August 7th marks a solemn date in our local history. It was the day WW2 came and made its everlasting mark on Bodmin.
On August 7th 1942, a mini blitz took place over Bodmin Town, when two German Focke Wulf 190 aircraft dropped a succession of bombs and cannon fire over the town, hitting the gasworks, a food depot and many family homes.
“Among the fatalities, eight people were from the Sargent family, whose home was wrecked. Few, if any, families in Britain could have been so cruelly hit as the Sargents.”
Nine people in total were killed and eighteen injured. The Retort House at the Gas Works and the food depot in Mill Street were demolished and several houses in Mill Street and Berrycombe Road were destroyed or badly damaged. At about the same time a similar raid took place on the Lizard Peninsula.
This type of attack coined “tip and run” was used in a succession of attacks over a period of days in Cornwall during August. Only the previous evening two “tip and run” raiders (were they the same two?) dropped bombs on St. Breward and Truro. They each dropped a 500 kg bomb on Truro, hitting the hospital; demolishing the south wing, 100 houses and a near miss of the city’s cathedral. And then St Breward a small moorland village on the edge of Bodmin Moor had three people injured, four houses demolished with 60 more damaged along with electricity cables and the De-Lank water works.
Cornwall certainly experienced its fare share of bombs during the Second World War, with raids happening across the county. This particular year of 1942 saw bombings nearly every month from Penzance to Bodmin Moor.
········
EXERCISE A:
Reproduce the passage on the Bodmin raid, starting with "Nine people in" and going on through "the Lizard Peninsula.".
EXERCISE B:
Answer these questions from the passage on the Bodmin raid:
(i) How many people in total were killed in the August 7th 1942 raid on Bodmin?
(ii) What type of aircraft carried out the raid on Bodmin?
(iii) What size of bomb did each raider drop on Truro?
EXERCISE C:
List every place that the passage on the Bodmin raid names as hit by a raid in August 1942.
········
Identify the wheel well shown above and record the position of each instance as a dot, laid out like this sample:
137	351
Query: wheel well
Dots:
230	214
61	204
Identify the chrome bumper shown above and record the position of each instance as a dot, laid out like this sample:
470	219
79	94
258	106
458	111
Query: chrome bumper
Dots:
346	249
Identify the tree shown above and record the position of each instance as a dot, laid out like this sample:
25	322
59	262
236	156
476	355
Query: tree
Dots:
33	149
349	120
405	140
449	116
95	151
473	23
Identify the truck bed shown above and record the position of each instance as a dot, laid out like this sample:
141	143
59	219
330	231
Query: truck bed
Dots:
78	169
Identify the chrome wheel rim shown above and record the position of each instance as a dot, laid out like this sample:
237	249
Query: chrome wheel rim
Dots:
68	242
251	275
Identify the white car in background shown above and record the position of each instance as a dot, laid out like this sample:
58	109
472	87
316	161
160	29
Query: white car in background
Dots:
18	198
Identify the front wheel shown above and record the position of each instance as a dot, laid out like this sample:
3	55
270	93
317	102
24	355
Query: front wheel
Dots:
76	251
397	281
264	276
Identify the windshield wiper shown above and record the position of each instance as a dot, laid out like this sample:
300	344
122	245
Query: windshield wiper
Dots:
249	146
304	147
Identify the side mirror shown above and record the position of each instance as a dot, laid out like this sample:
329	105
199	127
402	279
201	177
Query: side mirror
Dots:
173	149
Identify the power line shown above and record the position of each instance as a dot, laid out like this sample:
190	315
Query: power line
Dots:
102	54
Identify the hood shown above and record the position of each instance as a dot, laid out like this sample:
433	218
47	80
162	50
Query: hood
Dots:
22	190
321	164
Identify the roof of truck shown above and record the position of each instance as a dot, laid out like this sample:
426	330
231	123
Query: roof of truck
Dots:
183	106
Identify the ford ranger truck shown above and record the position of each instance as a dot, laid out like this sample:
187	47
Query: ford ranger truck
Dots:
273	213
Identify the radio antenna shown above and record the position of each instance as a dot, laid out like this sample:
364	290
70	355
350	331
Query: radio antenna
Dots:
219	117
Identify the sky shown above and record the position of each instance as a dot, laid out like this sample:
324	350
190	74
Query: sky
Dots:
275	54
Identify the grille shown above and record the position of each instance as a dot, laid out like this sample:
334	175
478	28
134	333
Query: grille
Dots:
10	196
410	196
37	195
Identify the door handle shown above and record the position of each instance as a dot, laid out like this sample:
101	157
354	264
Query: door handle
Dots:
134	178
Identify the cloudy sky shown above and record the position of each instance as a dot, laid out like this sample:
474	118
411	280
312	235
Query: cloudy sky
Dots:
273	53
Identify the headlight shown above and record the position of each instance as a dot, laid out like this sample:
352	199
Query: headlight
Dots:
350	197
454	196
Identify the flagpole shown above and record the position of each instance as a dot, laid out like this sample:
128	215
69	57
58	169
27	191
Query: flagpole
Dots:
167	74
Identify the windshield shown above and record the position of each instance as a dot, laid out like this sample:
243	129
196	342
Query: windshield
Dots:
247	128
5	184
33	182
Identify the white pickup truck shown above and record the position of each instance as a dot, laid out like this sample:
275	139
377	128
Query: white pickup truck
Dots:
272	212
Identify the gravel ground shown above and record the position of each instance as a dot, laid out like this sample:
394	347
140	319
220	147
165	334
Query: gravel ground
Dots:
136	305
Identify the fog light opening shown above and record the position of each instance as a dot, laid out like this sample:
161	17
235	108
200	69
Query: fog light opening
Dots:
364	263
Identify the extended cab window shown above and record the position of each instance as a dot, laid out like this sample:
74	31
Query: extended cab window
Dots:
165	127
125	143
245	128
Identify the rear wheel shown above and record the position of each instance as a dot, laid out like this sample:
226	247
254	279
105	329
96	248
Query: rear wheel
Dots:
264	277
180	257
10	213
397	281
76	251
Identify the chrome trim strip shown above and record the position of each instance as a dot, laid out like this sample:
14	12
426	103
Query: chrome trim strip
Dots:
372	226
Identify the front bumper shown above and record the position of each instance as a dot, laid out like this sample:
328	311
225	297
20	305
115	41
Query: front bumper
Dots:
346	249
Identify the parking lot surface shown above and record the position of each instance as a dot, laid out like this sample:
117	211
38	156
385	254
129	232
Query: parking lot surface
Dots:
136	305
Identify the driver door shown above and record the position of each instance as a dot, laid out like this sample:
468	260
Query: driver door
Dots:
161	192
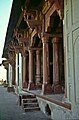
········
TASK OUTPUT A:
Nine people in total were killed and eighteen injured. The Retort House at the Gas Works and the food depot in Mill Street were demolished and several houses in Mill Street and Berrycombe Road were destroyed or badly damaged. At about the same time a similar raid took place on the Lizard Peninsula.

TASK OUTPUT B:
(i) Nine
(ii) Two German Focke Wulf 190s
(iii) A 500 kg bomb

TASK OUTPUT C:
Bodmin
Lizard Peninsula
St. Breward
Truro